» About this exercise: Across the entries that follow, count each line holding "spider" and state the total alone.

» Provided data:
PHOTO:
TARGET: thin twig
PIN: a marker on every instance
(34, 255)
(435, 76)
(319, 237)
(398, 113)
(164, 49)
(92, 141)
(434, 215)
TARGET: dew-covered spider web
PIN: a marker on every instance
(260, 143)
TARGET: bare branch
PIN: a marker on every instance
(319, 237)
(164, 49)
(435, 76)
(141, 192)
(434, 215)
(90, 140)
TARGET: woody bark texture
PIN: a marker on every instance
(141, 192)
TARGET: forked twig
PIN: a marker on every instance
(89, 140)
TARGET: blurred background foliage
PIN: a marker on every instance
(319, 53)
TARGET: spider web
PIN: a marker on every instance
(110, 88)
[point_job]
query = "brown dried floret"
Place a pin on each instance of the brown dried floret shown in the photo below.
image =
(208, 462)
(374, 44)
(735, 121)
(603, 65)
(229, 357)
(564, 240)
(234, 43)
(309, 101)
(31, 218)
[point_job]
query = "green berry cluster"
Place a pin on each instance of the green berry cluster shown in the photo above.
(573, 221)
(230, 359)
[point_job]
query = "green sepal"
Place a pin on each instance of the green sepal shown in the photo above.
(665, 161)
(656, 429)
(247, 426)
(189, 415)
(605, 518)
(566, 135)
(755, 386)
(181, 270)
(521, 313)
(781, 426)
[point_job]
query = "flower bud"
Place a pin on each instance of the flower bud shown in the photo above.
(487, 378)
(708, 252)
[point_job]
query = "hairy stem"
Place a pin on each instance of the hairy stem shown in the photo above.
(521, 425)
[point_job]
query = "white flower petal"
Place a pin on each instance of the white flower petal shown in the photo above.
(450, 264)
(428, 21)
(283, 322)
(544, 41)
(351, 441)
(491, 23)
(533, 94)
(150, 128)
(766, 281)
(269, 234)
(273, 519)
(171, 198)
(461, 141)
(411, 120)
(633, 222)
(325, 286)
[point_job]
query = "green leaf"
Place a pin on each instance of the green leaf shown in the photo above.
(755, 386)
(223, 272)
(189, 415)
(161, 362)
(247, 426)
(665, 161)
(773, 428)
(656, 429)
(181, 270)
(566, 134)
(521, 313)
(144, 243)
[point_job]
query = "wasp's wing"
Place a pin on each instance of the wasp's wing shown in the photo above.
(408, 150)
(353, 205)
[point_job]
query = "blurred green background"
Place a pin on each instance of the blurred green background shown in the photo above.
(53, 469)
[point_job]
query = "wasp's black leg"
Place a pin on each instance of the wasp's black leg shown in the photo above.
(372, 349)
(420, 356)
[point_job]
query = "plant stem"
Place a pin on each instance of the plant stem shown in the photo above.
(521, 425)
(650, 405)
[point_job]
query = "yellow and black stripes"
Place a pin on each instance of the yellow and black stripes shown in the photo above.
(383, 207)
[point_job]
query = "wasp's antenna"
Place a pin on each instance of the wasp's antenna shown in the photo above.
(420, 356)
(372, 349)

» Solution for this exercise: 2